• [Kerjakan yang berikut]
a: Tuliskan ulang tanpa diubah bagian artikel tentang hilirisasi nikel mulai dari "Proyek Kebanggaan Jokowi" terus ke bawah sampai "adalah hilirisasi pertambangan.".
b: Menurut artikel tentang hilirisasi nikel, sejak tahun berapa ekspor bijih nikel ke luar negeri dilarang?
c: Sebutkan semua nilai uang yang tercantum dalam artikel tentang hilirisasi nikel.

#### Cuplikan artikel

Proyek Kebanggaan Jokowi Lancar Jaya! Pabrik Nikel Tumbuh Subur di RI


Jakarta, CNBC Indonesia - Pemerintahan Presiden RI Joko Widodo (Jokowi) sebentar lagi berakhir, tepatnya 20 Oktober 2024. Salah satu buah manis dari kinerja pemerintahan Jokowi ini adalah hilirisasi pertambangan.
 
Program yang menjadi 'andalan' sudah tumbuh subur di Indonesia dan berhasil meningkatkan nilai tambah, dari hasil produksi mentah pertambangan menjadi komoditas yang 'matang'. Jadi maklum, Indonesia akhirnya mendapatkan durian runtuh berkali-kali lipat dari program hilirisasi ini.
 
"Sekarang nilai ekspor (nikel) sudah US$ 34 billion, dari yang sebelumnya Rp 33 triliun atau melompat jadi kira-kira Rp510 triliun," ungkap Presiden Jokowi, beberapa waktu yang lalu, dikutip Selasa (8/10/2024).
 
Keberhasilan hilirisasi nikel di dalam negeri buntut dari terciptanya larangan ekspor bijih nikel ke luar negeri sejak tahun 2020. Bukan tak mulus, kebijakan pelarangan ekspor pun mendapatkan gangguan di dunia, diantaranya Uni Eropa (UE) yang menggugat kebijakan tersebut ke Organisasi Perdagangan Dunia (World Trade Organization/WTO).
 
"Dan kita kalah. tapi saya sampaikan negara ini adalah negara yang berdaulat, kepentingan nasional adalah segala-galanya buat kita. Tidak bisa kita didikte oleh siapapun," terang Jokowi.
 
Yang terpenting saat ini, kata Jokowi, Indonesia sudah memulai untuk mengembangkan industri nikel sebagai eksosistem besar dari kendaraan listrik (Elctric Vehicle/EV). Sehingga, impian membuat ekosistem kendaraan listrik kuat dan terintegrasi yang satu per satu mulai terwujud.

########
#### Entri data

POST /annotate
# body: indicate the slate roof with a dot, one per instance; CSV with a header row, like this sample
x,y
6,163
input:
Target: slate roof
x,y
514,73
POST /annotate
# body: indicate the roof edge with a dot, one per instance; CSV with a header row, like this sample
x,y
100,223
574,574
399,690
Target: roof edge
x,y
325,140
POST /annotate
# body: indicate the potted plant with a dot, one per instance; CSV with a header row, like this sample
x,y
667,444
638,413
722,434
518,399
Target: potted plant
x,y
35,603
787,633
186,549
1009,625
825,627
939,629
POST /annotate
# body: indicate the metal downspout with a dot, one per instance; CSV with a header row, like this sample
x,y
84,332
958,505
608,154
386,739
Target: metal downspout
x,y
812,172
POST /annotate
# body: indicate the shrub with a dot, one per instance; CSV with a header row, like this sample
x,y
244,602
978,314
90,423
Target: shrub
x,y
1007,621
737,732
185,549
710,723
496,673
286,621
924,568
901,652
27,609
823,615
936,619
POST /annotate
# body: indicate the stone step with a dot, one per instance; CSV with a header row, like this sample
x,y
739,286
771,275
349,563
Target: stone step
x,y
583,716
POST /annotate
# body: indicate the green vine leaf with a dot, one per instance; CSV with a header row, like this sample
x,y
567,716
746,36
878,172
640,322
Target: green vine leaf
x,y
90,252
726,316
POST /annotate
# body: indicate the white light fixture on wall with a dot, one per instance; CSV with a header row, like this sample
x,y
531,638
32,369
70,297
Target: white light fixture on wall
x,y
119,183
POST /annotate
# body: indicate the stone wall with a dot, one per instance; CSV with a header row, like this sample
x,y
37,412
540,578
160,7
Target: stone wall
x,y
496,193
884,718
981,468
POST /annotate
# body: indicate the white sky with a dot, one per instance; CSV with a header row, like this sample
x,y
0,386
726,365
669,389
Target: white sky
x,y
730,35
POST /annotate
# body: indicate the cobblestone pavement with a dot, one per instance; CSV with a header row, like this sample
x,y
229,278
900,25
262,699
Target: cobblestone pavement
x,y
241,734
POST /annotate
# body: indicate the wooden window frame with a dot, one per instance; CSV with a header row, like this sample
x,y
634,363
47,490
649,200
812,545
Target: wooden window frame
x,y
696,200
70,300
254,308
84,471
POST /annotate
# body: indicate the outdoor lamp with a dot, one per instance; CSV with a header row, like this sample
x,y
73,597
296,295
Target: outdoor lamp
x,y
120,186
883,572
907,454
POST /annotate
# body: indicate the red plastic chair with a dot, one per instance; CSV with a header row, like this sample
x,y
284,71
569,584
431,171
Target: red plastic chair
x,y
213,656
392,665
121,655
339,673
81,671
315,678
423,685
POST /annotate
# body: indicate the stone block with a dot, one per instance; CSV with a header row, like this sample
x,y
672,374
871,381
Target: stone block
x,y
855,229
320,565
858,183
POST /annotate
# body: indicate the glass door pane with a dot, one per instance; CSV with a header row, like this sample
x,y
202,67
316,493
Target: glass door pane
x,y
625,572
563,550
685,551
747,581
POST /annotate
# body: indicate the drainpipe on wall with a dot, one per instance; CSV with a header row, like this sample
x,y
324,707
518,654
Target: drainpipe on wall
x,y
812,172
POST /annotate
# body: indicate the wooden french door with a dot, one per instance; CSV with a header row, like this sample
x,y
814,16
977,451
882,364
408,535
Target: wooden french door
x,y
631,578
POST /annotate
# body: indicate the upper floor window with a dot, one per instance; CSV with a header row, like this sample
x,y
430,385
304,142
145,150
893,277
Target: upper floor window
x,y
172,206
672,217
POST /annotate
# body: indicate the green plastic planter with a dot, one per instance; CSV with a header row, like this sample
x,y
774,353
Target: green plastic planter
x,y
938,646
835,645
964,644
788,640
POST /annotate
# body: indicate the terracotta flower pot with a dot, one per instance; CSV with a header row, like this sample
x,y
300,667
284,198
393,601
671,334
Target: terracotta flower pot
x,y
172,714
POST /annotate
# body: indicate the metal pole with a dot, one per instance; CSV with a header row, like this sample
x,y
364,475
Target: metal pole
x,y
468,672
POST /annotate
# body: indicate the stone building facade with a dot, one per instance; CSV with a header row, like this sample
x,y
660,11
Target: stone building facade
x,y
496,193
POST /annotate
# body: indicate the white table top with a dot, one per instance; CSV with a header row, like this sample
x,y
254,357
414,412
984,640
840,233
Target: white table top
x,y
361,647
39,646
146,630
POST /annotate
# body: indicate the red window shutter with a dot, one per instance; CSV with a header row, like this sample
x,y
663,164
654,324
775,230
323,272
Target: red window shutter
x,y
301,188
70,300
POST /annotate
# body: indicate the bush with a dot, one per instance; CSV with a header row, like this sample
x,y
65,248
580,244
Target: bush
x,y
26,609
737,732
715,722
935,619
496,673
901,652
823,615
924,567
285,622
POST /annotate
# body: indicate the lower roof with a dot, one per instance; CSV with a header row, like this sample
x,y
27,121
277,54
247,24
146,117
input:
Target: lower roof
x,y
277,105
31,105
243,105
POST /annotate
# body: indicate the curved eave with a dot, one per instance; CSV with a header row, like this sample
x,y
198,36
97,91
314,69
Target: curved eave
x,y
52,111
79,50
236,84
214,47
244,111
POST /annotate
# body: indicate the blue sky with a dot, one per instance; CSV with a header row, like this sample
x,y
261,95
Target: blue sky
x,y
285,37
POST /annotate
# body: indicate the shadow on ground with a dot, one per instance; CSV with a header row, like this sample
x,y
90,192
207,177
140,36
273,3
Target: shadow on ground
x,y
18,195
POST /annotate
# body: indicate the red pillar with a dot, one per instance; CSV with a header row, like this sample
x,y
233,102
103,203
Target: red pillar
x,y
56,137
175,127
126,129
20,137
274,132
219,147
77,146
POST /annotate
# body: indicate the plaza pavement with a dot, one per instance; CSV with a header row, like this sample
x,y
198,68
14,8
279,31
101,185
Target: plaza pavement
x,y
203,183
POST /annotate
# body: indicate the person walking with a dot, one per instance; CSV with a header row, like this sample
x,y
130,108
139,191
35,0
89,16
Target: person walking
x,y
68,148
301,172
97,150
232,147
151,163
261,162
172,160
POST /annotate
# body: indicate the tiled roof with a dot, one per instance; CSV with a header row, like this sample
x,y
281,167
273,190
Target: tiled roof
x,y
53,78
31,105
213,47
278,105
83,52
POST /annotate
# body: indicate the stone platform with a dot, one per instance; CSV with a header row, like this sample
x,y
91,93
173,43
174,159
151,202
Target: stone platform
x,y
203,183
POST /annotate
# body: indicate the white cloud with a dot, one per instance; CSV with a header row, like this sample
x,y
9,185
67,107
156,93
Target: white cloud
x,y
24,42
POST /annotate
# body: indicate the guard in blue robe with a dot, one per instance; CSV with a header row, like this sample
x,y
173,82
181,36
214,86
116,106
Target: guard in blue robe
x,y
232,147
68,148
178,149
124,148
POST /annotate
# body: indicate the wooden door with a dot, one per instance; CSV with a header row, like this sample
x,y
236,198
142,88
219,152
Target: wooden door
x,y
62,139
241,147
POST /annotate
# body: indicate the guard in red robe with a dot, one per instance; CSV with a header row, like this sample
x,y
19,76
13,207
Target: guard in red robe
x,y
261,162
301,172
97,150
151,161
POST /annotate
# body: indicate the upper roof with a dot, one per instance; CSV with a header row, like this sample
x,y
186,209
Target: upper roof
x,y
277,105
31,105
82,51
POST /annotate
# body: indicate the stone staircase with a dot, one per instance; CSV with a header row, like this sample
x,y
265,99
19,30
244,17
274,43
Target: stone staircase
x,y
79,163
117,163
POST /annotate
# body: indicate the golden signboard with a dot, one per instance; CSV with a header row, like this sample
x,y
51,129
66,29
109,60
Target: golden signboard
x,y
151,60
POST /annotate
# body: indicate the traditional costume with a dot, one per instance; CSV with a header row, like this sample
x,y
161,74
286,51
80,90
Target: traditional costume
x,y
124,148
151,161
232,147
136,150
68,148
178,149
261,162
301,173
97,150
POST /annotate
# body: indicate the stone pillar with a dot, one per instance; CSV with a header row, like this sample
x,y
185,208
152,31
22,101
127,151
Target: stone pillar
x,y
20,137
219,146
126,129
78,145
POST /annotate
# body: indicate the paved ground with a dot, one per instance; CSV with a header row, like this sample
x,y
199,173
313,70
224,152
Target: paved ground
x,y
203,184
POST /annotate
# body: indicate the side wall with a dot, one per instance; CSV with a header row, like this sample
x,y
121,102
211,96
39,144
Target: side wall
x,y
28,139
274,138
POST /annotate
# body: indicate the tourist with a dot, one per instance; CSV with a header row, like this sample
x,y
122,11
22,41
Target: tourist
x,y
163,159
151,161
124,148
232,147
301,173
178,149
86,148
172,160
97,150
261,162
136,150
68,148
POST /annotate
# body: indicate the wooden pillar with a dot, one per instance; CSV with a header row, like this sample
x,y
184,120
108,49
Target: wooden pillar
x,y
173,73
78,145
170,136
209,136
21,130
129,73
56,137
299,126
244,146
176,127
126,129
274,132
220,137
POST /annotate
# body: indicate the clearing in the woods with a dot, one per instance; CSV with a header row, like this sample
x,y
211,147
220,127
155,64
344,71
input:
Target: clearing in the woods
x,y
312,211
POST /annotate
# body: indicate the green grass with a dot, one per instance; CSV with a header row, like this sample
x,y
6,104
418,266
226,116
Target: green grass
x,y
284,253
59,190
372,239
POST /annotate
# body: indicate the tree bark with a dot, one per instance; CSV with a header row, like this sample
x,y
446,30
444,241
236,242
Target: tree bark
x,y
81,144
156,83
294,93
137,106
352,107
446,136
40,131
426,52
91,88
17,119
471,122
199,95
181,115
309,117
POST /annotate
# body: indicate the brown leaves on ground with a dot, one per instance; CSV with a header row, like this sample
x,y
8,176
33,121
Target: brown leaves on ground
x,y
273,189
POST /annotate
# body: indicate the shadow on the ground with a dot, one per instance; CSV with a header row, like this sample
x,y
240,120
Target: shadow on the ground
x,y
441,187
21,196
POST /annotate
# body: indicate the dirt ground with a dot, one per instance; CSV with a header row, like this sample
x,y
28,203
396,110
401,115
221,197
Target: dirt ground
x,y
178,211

########

• [Jawaban sesuai urutan]
a:
Proyek Kebanggaan Jokowi Lancar Jaya! Pabrik Nikel Tumbuh Subur di RI


Jakarta, CNBC Indonesia - Pemerintahan Presiden RI Joko Widodo (Jokowi) sebentar lagi berakhir, tepatnya 20 Oktober 2024. Salah satu buah manis dari kinerja pemerintahan Jokowi ini adalah hilirisasi pertambangan.

b: Sejak tahun 2020.

c:
- US$ 34 billion
- Rp 33 triliun
- Rp510 triliun